#### [WHAT TO PRODUCE]
Pull out every line in the rows below that contains the word "short", and copy each one unchanged.

#### [Dataset entries]
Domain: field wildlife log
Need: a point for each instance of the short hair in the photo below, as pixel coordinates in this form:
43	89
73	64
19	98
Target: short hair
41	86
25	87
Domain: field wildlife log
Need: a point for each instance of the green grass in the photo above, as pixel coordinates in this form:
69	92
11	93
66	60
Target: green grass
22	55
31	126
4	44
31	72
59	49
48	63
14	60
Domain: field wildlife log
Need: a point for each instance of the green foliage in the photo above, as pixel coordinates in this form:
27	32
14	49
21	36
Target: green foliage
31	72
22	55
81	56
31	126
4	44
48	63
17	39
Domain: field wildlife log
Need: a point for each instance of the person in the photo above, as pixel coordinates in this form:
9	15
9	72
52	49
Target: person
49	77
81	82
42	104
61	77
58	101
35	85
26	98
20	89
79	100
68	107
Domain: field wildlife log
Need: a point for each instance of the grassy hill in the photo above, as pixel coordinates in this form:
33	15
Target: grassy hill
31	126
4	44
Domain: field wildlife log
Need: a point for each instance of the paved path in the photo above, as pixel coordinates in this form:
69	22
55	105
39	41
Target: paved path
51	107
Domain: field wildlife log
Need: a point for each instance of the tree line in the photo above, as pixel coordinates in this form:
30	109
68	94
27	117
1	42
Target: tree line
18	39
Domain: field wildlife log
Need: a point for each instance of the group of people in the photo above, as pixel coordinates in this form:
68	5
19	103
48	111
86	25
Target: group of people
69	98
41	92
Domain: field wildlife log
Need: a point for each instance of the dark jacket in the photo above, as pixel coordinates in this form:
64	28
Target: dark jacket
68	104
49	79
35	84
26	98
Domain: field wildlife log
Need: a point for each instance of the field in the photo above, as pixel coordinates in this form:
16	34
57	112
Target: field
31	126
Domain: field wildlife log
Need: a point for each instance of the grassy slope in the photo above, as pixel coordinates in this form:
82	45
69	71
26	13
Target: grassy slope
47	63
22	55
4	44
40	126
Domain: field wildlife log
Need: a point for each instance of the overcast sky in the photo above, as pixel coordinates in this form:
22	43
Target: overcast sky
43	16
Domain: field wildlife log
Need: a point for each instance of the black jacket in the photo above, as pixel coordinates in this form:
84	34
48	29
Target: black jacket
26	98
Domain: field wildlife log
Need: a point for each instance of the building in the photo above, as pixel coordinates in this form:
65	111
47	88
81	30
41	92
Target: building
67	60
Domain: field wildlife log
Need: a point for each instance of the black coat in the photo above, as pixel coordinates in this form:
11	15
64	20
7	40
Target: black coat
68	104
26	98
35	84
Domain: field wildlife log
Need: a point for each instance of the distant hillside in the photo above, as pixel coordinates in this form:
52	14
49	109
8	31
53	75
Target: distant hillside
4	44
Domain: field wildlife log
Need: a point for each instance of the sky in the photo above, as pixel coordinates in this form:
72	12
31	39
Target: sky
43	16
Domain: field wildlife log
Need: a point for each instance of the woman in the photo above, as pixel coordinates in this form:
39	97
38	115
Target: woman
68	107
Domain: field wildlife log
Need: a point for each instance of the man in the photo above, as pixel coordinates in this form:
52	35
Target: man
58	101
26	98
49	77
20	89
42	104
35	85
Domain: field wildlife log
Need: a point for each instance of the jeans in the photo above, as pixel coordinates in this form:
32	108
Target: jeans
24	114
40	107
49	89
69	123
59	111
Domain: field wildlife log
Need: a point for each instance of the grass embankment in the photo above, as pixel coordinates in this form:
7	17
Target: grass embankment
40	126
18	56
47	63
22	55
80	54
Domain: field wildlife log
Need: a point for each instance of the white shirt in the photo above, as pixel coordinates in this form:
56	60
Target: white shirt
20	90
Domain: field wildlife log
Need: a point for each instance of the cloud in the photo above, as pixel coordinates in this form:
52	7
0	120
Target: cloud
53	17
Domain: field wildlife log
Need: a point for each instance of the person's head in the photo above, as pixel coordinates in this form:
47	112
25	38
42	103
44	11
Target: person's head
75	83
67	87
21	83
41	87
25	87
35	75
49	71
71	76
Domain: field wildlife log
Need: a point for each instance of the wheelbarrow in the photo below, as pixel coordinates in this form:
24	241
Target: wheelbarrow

#### [RESPONSE]
Need: a point for each instance of the short hair in the photo below, as pixel coordinates in this form:
Target: short hair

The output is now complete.